*** Opening Excerpt ***
General characteristics
- Type: Steel screw steamer
- Tonnage: 288 GRT; 131 NRT;
- Length: 145 ft 0 in (44.20 m)
- Beam: 22 ft 4 in (6.81 m)
- Draught: 13 ft 2 in (4.01 m)
- Propulsion: 1 × 68 hp (51 kW) triple expansion steam engine (Hawthorns & Co Ltd, Leith)
- Sail plan: Yacht
- Speed: 12 knots (22 km/h)
- Armament: 2 × .303-in Vickers machine guns (HMAS Adele)

= Australian steamer Adele =

Steamer of the Royal Australian Navy

Adele was a steel screw steamer that was built in 1906 as a yacht. She was twice commissioned into the Royal Australian Navy (RAN), firstly as HMAS Franklin and later as HMAS Adele. She was wrecked at Port Kembla, New South Wales on 7 May 1943.

==Design and construction==
Adele was built in 1906 by Hawthorns & Co Ltd, Leith, Scotland as yard number 116. She was launched on 18 October 1906 and completed in November 1906.

Originally built as a yacht, she was later converted to steam power.

===Propulsion===
By 1930, Adele was powered by a 68 hp triple expansion steam engine with cylinders of 12 in, 19 in and 33 in bore by 22 in stroke. The engine was manufactured by Hawthorns & Co Ltd. Adele was capable of 12 kn.

===Official Number and Code Letters===
Official numbers were a forerunner to IMO Numbers. In 1930, Adele had the UK Official Number 123022 and used the Code Letters HJRW.

==Operational history==
In 1915, Adele was purchased by the Australia Government for £21,500 from the estate of Henry Dutton of Kapunda, South Australia. On 14 September 1915 she was commissioned into the RAN as HMAS Franklin. HMAS Franklin served as a tender to the Royal Australian Naval College.

Franklin collided with the Sydney Harbour ferry, Vaucluse in 1916 injuring two passengers. Franklin's sharp bow smashed halfway through the wooden ferry's hull almost sinking her, however, the ferry was towed to nearby Garden Island where the dock's pumps kept her afloat.

Franklin was paid off on 31 March 1921 only to be recommissioned on 21 September.

Franklin was decommissioned on 18 September 1922 and gifted to the Administrator of Papua-New Guinea, serving there until 1929. By 1930, she had reverted to the name Adele and was owned by the Commonwealth Government of Australia and operated by the Department of Home & Territories. At the time she was homeported at Port Adelaide under the British Flag. In 1932, Adele was laid up at Rabaul. She was sold for £1,652 on 7 December of that year to W L Buckland of Melbourne, Australia who refitted her as a private yacht and used her for cruising. Adele was later sold to C H Relph of Sydney and was laid up for some years at Rose Bay Port Jackson, Sydney.

On 24 October 1939, Adele was requisitioned by the Royal Australian Navy as HMAS Adele. She was armed with two .303-in Vickers machine guns and employed as an examination vessel. From December 1941, HMAS Adele was attached to .

==Loss==
On 7 May 1943, Adele struck the breakwater at Port Kembla and was subsequently declared a total loss. The wreck of Adele is protected under the New South Wales Heritage Act, 1977.

==Legacy==
Franklin is remembered in the naming of two other sail training yachts associated with the RAN College:
- a yacht in the 1960s and 1970s, which took part in several Sydney to Hobart races;
- a 25 m Hunter yacht acquired in 2005.
*** Closing Excerpt ***
[Exercise details] Return the passage of the Adele article word for word, from "General characteristics" up to and including "guns (HMAS Adele)".
*** Opening Extracted data ***
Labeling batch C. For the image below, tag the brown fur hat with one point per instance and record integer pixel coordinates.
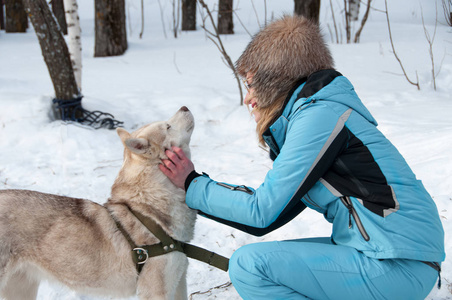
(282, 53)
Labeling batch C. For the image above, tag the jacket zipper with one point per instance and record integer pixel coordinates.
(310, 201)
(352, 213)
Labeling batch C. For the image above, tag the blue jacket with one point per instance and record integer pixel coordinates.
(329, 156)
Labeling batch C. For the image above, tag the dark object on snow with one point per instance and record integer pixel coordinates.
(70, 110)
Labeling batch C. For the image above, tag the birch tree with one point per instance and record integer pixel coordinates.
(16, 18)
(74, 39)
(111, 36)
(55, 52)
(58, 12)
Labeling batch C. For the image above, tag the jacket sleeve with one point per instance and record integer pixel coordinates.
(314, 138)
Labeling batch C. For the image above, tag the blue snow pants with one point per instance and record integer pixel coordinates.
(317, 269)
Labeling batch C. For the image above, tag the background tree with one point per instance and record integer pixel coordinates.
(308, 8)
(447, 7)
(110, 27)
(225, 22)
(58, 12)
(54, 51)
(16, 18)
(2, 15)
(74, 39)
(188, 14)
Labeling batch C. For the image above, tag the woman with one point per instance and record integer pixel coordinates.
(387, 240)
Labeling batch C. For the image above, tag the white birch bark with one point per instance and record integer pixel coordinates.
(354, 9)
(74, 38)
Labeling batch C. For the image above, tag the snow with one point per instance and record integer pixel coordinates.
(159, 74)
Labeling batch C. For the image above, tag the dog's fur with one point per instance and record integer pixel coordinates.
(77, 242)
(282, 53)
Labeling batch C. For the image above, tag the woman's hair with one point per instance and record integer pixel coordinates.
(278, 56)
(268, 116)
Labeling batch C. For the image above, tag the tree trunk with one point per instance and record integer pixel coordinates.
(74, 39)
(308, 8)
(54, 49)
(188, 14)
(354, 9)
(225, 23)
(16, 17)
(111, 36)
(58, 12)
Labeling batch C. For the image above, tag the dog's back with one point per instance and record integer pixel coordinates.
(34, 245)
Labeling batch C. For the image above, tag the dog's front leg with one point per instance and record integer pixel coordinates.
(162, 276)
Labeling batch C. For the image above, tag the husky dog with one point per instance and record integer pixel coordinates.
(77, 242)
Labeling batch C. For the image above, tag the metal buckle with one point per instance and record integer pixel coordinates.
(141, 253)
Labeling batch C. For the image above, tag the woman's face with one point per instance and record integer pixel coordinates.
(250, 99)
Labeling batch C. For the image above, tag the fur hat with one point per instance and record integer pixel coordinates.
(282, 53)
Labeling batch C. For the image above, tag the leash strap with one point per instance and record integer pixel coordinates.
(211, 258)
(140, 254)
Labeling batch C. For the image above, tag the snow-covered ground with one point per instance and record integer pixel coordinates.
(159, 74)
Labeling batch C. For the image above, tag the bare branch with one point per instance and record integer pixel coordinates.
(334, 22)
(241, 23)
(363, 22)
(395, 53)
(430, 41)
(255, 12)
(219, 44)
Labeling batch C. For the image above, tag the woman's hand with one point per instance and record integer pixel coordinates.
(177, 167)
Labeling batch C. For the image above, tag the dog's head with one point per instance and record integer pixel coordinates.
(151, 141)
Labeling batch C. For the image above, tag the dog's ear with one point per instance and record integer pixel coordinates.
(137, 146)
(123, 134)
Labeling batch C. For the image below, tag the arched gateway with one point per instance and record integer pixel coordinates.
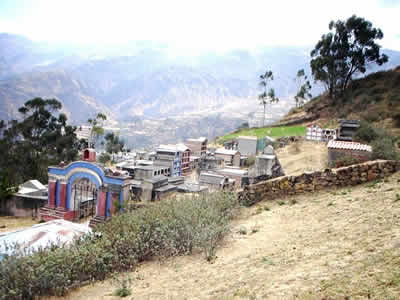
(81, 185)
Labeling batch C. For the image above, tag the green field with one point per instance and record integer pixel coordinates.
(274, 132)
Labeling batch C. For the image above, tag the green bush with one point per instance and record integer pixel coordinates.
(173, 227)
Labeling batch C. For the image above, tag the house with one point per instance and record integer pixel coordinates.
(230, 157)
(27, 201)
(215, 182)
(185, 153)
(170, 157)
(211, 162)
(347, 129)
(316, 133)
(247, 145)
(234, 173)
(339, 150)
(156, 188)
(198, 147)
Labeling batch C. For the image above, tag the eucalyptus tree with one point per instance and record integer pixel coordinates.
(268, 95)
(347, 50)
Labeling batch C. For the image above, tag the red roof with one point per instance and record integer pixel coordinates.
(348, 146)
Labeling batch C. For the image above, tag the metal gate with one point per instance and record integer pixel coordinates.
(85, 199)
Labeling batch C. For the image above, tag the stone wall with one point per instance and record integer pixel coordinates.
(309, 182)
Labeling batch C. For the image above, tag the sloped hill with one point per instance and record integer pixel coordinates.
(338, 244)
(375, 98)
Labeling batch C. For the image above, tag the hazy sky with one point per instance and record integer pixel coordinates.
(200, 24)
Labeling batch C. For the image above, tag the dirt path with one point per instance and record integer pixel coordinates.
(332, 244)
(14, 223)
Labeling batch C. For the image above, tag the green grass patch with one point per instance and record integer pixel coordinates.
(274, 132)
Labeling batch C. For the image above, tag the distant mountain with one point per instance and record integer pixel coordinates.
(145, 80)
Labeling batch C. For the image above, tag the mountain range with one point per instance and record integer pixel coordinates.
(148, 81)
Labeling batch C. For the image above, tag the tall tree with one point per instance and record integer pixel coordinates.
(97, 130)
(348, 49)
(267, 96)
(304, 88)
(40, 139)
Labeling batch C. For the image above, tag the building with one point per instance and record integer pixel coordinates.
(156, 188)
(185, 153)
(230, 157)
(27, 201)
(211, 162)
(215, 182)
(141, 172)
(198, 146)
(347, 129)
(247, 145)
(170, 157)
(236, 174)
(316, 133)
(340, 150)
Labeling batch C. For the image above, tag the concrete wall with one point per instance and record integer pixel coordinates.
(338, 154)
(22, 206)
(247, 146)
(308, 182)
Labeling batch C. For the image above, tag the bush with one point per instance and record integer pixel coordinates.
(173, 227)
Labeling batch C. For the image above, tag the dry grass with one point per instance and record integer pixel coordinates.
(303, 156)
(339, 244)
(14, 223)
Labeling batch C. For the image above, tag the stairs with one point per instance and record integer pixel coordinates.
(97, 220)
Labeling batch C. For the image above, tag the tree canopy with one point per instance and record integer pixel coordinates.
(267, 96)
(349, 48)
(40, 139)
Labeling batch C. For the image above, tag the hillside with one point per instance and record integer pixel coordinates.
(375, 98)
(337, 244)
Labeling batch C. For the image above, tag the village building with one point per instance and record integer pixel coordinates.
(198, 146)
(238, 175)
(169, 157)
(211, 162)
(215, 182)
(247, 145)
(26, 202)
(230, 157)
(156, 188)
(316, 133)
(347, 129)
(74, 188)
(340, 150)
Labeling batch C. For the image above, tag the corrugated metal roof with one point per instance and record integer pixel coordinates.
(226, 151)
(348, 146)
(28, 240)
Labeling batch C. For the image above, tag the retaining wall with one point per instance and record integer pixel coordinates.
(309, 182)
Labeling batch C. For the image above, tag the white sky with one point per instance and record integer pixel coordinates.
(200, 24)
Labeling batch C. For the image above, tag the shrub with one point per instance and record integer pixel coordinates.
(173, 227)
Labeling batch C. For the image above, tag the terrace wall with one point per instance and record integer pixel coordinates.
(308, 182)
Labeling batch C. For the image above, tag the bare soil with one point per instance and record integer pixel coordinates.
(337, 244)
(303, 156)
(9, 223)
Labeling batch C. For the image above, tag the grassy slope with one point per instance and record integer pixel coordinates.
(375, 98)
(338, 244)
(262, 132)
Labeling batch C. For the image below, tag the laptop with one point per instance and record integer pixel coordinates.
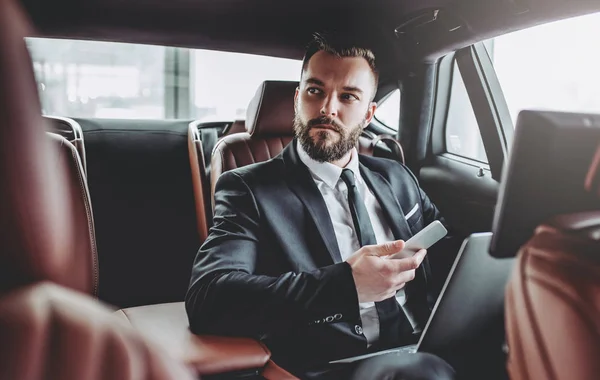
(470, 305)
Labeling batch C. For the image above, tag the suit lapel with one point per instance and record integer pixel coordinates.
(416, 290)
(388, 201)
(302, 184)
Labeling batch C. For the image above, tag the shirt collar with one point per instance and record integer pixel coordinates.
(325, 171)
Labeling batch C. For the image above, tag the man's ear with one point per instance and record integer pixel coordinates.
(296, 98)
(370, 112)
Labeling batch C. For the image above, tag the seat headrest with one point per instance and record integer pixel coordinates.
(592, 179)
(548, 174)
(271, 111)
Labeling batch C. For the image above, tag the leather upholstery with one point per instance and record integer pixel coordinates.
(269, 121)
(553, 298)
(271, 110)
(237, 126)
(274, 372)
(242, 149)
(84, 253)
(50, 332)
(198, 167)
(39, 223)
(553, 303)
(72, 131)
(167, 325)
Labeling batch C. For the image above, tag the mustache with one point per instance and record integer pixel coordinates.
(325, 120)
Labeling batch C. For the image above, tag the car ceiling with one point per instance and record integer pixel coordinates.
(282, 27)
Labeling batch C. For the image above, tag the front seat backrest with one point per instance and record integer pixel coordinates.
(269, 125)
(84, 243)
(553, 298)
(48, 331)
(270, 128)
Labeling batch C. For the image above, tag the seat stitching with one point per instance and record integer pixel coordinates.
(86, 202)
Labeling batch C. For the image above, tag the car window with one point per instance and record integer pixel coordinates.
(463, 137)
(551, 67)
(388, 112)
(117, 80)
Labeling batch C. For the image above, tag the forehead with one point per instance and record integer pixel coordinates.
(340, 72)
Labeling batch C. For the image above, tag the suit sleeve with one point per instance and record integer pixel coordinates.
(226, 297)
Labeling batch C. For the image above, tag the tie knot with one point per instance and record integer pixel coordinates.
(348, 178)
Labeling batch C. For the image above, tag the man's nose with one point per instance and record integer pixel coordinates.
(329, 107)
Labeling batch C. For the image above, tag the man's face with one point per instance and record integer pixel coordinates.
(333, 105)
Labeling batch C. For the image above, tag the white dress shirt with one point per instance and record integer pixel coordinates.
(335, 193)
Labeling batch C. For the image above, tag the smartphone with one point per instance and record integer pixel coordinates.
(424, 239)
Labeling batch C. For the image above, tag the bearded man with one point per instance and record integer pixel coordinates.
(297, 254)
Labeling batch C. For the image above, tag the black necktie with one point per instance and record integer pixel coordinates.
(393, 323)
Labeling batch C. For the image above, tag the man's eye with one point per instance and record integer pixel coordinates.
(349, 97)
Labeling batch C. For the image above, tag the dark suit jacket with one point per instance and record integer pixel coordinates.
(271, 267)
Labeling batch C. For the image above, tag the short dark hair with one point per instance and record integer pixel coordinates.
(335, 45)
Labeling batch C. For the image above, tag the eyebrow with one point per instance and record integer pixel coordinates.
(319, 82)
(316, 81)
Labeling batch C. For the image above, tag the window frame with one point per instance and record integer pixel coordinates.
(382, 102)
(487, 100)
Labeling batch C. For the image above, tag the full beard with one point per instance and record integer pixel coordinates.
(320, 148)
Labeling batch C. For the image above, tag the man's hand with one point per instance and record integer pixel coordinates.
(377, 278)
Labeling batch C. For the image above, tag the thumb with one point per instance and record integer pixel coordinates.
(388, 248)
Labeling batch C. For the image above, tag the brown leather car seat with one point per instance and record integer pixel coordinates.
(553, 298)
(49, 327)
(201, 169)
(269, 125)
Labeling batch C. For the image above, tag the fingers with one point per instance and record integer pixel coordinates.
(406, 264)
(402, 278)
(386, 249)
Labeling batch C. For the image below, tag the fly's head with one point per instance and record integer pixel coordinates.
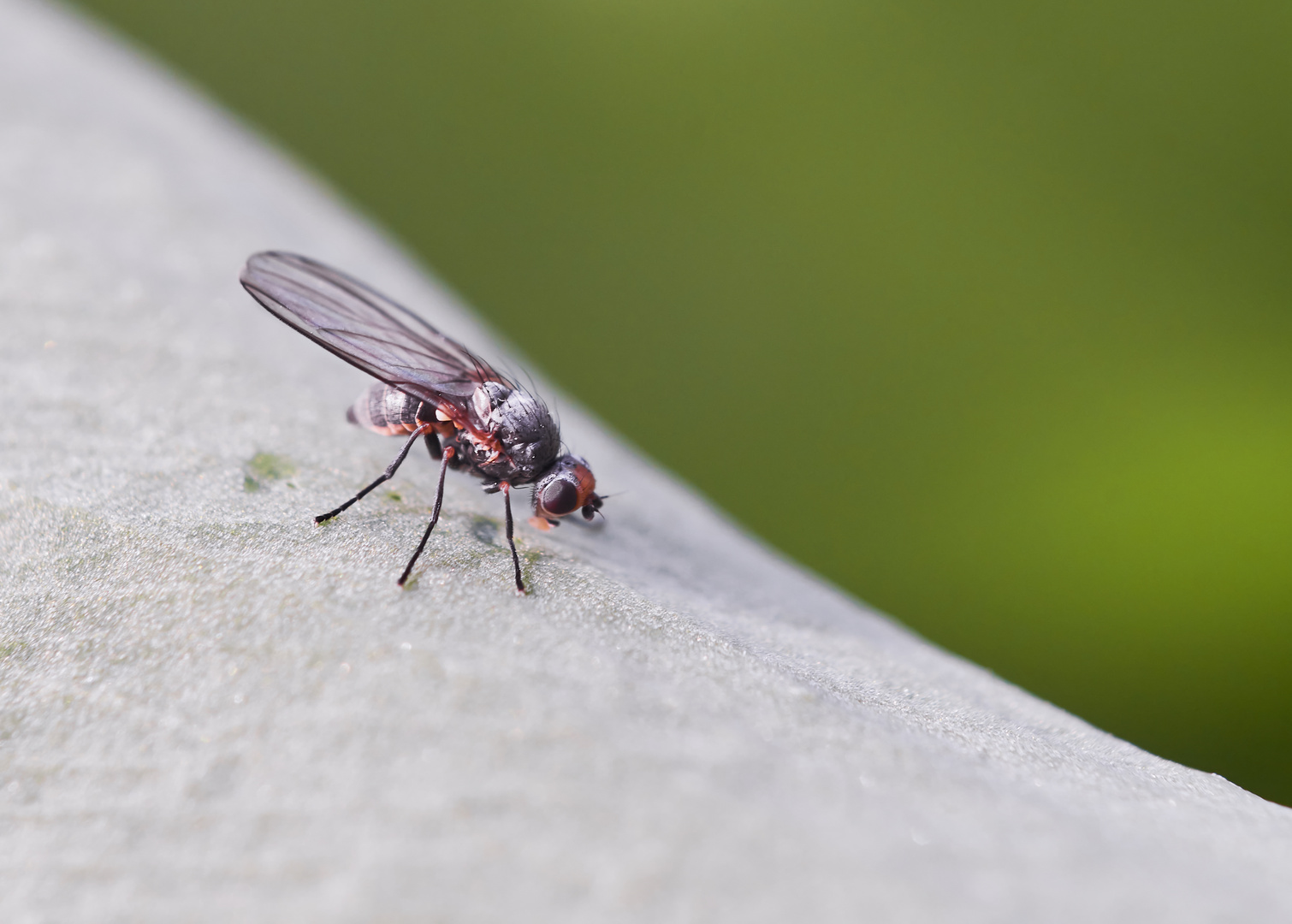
*** Closing Extracted data ***
[Task result]
General characteristics
- Type: Steel screw steamer
- Tonnage: 288 GRT; 131 NRT;
- Length: 145 ft 0 in (44.20 m)
- Beam: 22 ft 4 in (6.81 m)
- Draught: 13 ft 2 in (4.01 m)
- Propulsion: 1 × 68 hp (51 kW) triple expansion steam engine (Hawthorns & Co Ltd, Leith)
- Sail plan: Yacht
- Speed: 12 knots (22 km/h)
- Armament: 2 × .303-in Vickers machine guns (HMAS Adele)